How many lines in the items below contain the string "jeep"? Reply with the number only.

━━━━━━━━━━━━━━━━━━━━

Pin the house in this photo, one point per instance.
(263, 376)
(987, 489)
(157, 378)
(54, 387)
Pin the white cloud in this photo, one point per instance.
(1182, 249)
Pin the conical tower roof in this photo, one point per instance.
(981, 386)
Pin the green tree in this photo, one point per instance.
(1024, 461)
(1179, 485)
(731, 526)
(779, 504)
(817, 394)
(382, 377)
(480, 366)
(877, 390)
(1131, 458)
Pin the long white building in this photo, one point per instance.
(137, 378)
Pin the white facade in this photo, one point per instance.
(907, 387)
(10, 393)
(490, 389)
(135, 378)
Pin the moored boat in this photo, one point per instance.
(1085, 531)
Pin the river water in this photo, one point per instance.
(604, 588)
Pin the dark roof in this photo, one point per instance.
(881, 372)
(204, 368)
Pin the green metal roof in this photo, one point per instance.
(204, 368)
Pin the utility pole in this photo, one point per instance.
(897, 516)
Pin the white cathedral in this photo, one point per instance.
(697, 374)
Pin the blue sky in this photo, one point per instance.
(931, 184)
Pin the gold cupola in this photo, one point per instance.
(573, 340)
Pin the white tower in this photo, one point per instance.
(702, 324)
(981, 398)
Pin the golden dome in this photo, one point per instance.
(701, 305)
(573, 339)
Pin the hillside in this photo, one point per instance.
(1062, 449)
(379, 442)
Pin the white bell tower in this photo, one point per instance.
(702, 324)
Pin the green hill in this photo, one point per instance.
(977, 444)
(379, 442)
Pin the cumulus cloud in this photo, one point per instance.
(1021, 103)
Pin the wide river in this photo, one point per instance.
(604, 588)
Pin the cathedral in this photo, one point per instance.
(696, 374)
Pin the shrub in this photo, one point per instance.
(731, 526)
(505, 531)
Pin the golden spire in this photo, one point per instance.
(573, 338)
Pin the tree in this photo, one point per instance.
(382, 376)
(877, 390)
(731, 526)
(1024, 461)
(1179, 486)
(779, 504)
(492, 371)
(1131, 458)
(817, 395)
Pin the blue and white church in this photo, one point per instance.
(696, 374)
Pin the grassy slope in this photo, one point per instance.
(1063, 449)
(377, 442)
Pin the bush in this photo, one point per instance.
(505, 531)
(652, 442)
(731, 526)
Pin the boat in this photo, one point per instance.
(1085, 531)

━━━━━━━━━━━━━━━━━━━━

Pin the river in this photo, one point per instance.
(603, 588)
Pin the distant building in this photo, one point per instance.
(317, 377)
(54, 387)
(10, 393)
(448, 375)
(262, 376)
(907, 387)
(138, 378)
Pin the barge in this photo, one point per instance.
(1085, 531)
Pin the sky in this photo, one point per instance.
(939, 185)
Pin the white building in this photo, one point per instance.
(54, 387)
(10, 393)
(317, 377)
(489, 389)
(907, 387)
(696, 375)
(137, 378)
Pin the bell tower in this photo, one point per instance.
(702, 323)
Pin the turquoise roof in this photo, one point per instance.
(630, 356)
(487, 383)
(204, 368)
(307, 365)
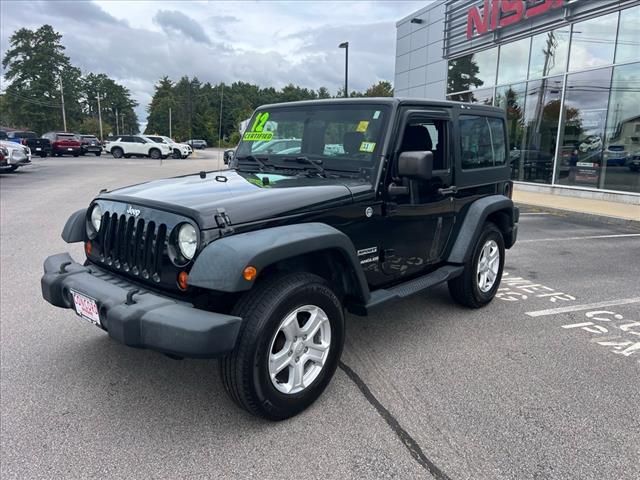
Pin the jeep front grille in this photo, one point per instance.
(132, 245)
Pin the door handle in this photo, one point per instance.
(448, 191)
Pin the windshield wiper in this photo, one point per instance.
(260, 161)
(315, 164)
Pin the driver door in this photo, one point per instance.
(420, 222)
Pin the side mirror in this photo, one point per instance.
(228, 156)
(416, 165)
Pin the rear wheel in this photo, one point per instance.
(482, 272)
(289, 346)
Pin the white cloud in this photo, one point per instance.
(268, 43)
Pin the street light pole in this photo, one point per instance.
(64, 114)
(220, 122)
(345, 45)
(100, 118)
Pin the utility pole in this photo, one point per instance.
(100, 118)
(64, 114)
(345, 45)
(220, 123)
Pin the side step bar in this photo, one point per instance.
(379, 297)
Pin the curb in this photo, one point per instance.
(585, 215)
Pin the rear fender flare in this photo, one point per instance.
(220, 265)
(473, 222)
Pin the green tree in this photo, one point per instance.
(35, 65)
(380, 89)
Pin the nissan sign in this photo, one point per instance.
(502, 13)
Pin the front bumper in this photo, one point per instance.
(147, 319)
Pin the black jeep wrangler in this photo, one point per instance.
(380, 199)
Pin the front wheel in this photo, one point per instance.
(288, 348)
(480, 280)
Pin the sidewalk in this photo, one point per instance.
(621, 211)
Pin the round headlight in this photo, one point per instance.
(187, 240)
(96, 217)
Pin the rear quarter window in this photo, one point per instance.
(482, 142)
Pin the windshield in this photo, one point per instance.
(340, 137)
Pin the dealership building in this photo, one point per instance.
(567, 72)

━━━━━━━━━━━━━━━━━━━━

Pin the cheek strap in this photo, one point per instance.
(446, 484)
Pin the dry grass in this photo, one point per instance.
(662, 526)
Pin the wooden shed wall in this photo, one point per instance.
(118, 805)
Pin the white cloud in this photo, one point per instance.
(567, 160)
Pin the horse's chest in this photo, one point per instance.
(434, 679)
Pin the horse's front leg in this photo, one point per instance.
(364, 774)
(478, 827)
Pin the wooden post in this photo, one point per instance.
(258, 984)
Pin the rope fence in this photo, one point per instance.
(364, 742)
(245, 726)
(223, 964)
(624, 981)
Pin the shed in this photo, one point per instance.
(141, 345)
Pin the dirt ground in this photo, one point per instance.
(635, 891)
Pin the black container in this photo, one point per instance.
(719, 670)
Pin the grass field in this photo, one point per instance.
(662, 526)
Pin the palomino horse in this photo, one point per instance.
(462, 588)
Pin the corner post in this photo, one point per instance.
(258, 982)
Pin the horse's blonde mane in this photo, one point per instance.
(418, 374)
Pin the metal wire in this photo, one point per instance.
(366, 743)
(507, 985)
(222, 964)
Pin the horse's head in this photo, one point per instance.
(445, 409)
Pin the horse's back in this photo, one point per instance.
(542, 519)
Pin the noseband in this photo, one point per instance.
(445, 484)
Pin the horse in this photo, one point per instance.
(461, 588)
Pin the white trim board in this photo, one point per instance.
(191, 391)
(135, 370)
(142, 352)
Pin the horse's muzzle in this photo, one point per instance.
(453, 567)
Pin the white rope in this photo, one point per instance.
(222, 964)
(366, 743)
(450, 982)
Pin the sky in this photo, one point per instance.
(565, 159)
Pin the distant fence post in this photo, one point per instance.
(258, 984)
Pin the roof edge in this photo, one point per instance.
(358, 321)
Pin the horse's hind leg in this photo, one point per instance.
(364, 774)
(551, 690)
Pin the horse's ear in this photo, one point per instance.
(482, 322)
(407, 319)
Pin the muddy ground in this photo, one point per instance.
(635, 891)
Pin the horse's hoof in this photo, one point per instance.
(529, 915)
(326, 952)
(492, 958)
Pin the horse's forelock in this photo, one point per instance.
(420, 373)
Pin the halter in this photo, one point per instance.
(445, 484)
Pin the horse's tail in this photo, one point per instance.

━━━━━━━━━━━━━━━━━━━━

FINISHED EXERCISE = 2